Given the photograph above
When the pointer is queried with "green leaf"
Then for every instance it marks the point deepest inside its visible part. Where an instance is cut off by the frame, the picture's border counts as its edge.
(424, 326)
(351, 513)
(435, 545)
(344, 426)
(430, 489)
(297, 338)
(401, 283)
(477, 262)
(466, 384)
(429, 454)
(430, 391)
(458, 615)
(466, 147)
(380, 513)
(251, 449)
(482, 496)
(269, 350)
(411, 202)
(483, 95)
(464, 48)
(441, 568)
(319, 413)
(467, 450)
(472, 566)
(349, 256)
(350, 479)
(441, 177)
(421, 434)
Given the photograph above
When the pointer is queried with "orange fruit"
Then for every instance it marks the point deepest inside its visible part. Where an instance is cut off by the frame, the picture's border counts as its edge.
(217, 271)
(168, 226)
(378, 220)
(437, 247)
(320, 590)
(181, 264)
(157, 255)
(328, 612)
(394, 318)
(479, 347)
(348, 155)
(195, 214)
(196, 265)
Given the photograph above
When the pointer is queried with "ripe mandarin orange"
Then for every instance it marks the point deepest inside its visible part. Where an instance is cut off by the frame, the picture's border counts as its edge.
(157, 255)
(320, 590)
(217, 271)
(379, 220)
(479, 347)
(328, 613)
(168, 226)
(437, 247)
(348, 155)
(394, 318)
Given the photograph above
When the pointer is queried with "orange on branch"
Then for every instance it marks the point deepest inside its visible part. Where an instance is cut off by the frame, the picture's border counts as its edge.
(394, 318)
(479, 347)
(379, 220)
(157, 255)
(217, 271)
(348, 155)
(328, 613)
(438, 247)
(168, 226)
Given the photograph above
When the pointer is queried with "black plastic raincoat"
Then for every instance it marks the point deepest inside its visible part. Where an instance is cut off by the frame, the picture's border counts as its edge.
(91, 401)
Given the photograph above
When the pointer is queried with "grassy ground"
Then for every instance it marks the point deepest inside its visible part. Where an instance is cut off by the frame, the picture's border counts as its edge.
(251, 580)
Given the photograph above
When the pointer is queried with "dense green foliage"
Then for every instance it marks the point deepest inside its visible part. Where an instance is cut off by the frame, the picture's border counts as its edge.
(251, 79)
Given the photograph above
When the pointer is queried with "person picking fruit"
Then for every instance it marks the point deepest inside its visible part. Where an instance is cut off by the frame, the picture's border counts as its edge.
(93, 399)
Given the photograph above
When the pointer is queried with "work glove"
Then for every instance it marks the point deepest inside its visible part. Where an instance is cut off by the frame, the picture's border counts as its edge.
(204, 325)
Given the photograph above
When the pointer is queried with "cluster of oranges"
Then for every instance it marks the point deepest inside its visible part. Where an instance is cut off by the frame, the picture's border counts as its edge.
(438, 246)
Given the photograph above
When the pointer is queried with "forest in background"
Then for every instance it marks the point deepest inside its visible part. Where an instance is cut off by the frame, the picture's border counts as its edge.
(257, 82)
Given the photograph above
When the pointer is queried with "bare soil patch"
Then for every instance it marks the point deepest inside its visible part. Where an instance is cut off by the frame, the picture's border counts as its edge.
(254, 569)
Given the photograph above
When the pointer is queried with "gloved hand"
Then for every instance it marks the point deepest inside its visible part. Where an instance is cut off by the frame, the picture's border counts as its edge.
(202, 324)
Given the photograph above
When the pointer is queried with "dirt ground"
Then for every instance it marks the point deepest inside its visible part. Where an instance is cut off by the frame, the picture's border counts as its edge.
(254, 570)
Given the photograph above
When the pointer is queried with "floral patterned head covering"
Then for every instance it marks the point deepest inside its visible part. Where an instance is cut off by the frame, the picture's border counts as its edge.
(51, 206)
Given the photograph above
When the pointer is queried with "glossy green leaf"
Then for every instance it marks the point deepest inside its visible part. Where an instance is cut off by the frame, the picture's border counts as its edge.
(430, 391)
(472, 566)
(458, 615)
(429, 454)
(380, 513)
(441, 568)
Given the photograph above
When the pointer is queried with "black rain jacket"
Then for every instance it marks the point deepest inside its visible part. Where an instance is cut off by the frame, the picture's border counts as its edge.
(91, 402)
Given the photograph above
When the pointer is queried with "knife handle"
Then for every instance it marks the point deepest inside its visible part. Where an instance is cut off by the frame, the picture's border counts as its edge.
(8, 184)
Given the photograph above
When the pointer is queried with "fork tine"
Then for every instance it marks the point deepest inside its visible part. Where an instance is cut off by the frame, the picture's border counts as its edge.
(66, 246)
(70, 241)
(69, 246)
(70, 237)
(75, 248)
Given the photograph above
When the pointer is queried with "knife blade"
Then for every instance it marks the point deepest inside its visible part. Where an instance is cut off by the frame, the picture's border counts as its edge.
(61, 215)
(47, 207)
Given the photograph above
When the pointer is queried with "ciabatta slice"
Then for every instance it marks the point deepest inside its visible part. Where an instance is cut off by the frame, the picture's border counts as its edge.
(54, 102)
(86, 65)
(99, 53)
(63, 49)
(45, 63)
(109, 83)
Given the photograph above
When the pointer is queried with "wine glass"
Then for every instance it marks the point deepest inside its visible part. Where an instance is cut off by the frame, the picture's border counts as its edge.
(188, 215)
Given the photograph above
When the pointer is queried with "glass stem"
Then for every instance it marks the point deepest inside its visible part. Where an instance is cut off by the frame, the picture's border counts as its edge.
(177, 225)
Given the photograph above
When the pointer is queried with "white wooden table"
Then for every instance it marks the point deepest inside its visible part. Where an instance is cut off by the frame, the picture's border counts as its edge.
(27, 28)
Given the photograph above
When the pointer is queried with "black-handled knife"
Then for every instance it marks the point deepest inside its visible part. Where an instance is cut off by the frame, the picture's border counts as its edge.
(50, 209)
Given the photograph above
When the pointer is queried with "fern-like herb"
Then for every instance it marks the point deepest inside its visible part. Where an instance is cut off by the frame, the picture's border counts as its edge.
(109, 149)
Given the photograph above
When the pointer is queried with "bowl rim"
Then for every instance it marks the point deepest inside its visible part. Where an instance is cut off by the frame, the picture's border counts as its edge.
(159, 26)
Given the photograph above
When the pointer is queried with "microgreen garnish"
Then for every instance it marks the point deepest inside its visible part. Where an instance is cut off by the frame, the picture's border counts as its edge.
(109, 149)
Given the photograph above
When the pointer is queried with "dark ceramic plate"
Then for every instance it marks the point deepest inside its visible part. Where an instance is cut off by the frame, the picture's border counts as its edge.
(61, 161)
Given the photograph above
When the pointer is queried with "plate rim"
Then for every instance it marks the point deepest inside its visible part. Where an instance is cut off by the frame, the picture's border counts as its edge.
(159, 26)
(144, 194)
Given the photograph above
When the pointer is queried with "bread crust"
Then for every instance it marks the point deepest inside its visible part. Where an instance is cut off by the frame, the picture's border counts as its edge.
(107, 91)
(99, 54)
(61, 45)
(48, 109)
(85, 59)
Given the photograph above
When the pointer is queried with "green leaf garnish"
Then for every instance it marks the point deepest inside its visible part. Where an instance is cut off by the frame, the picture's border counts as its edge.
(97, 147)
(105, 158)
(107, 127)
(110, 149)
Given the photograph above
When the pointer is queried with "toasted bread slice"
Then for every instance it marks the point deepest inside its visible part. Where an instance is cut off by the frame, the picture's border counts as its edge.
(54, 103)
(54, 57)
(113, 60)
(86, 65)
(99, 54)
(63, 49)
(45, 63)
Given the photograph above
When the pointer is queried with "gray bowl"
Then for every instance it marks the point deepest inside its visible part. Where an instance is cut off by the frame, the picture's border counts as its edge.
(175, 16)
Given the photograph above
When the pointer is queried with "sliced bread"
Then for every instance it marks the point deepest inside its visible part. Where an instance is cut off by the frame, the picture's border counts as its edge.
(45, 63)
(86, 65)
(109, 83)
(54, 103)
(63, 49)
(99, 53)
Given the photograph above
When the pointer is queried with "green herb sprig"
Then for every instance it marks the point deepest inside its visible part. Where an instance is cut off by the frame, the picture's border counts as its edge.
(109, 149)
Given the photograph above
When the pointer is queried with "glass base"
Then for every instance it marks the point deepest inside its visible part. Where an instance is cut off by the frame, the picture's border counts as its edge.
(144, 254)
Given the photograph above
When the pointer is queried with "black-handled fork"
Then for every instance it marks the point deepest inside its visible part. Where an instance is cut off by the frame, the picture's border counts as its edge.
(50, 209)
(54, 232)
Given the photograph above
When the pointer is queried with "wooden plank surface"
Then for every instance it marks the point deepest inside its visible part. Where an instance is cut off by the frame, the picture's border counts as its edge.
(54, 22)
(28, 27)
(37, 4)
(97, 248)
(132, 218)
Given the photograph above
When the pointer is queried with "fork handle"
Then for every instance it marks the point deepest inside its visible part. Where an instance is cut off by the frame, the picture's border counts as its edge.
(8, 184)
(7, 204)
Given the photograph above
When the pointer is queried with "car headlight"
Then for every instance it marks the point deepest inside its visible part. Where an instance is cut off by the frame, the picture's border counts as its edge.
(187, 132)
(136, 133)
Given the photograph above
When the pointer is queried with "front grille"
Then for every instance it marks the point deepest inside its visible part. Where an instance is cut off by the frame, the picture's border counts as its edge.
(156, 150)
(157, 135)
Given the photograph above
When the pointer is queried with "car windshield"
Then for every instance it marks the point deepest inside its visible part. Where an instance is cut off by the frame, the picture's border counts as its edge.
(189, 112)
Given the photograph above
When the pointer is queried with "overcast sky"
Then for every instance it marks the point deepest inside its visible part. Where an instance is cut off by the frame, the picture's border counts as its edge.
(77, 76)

○ ○ ○ ○ ○

*What is needed*:
List every line above that contains the word "bowl", copying each one in full.

*In response*:
When the pointer is queried with "bowl rim"
When the pointer is queried with "gray bowl"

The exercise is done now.